*Check your understanding:*
- A) In the LLM picker text, what price is listed for GLM-5.2?
- B) List every distinct model name that appears in the LLM picker text.
- C) Continue the LLM picker text from where it stops.

*Source text:*
*** Block opens ***

LLM Picker for Software Engineering

Discussion / Brainstorming

Qwen 3.7 Max Best

Text #15 · Intelligence 46 · $0.25/M

Highest overall reasoning + strong instruction following.

MiMo V2.5 Pro Balance

Expert #11 · Long Query #14 · $0.18/M

Best value. Deep technical discussion and long-form ideation.

MiMo V2.5 Budget

Text #71 · $0.06/M

Same MiMo family, 3x cheaper, good enough for casual discussion.

Planning / Architecture

GLM-5.2 Best

Agent Confirmed Success #2 · FrontierSWE 74.4% · $0.90/M

Long-horizon specialist. Best at turning vague requirements into executable plans.

Qwen 3.7 Max Balance

Text #15 · WebDev #7 · $0.25/M

Strong general reasoning at mid price. Good for medium-complexity design.

*** Block closes ***

*Listed entries:*
*** Block opens ***

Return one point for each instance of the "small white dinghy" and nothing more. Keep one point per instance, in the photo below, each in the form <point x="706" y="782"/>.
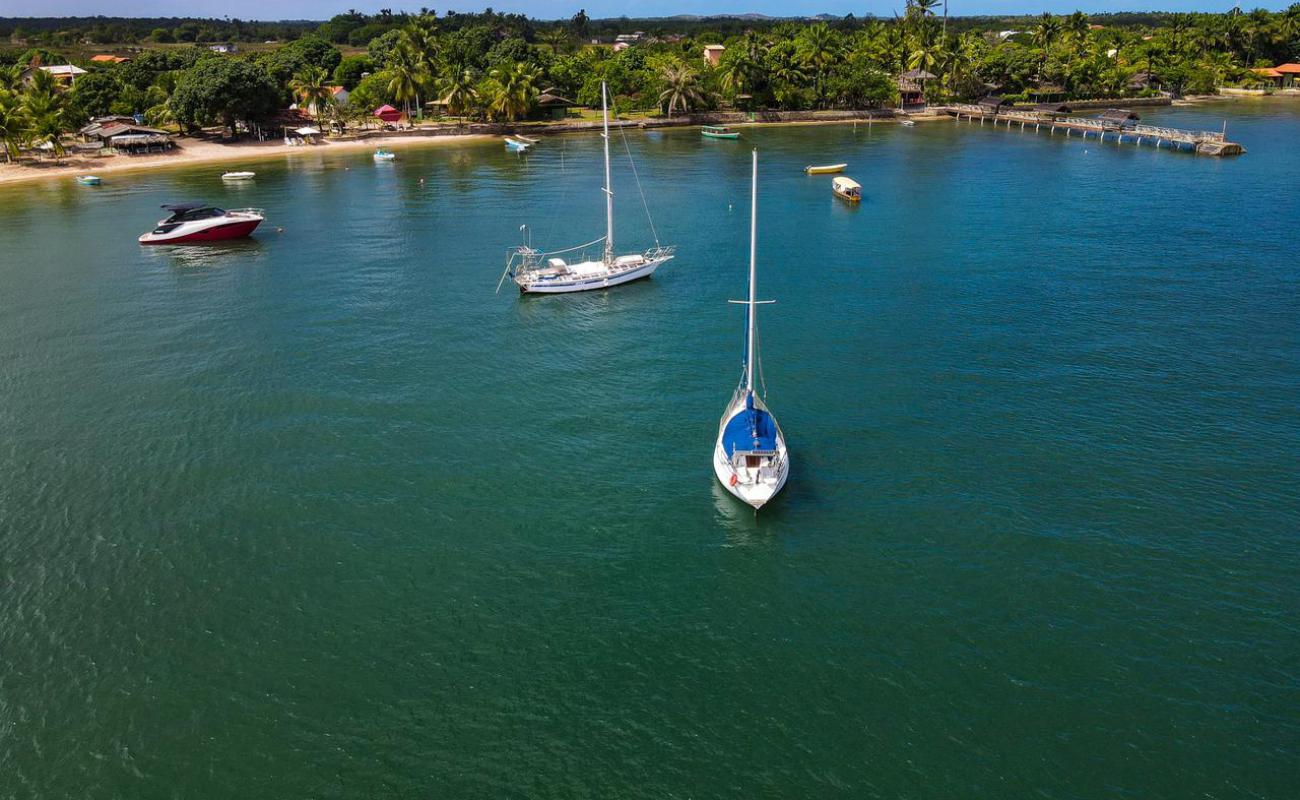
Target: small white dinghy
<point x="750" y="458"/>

*** Block closes ***
*** Block opens ***

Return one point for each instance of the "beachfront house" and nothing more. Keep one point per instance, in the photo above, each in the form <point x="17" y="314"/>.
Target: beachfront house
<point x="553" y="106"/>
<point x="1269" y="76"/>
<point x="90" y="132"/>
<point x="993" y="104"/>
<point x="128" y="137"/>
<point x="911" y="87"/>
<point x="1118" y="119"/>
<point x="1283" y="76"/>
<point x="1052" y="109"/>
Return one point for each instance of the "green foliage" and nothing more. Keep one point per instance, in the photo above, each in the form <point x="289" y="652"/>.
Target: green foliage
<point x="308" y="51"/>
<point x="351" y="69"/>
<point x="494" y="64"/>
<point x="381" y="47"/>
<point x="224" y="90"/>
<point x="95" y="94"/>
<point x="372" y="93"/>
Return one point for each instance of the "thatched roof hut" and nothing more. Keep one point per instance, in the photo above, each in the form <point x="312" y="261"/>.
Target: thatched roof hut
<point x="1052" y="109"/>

*** Block closes ***

*Exercise results:*
- A) $0.90/M

- B) Qwen 3.7 Max, MiMo V2.5 Pro, MiMo V2.5, GLM-5.2

- C)
DeepSeek V4 Pro Budget

Text #38 · $0.18/M

Cheap, but uses many tokens. OK for planning if latency is acceptable.

Executing (Faithful Coding)

MiMo V2.5 Pro Best

Instruction Following #15 · Coding #17 · $0.18/M

Most obedient to spec, least lazy. Strong coding without overthinking.

Kimi K2.7 Code Balance

WebDev #22 · Agent Arena #14 · $0.70/M

Code-specialized. Good when the executor needs to handle complex code patterns.

DeepSeek V4 Flash Budget

Agent Confirmed Success 4.27% · $0.06/M

Community reports: "finishes real coding tasks faster than Sonnet, at Sonnet quality."

WebDev / Frontend

GLM-5.2 Best

WebDev #2 · $0.90/M

Dominates web development leaderboard.

Qwen 3.7 Max Balance

WebDev #7 · $0.25/M

Strong frontend at reasonable price.

MiniMax M3 Budget

WebDev #16 · Open weights · $0.22/M

Best open-source WebDev pick. Self-hostable.

Agentic / Long-horizon

GLM-5.2 Best

Agent Arena #7 · Confirmed Success 9.13% · $0.90/M

Highest task completion among open models for multi-step agentic work.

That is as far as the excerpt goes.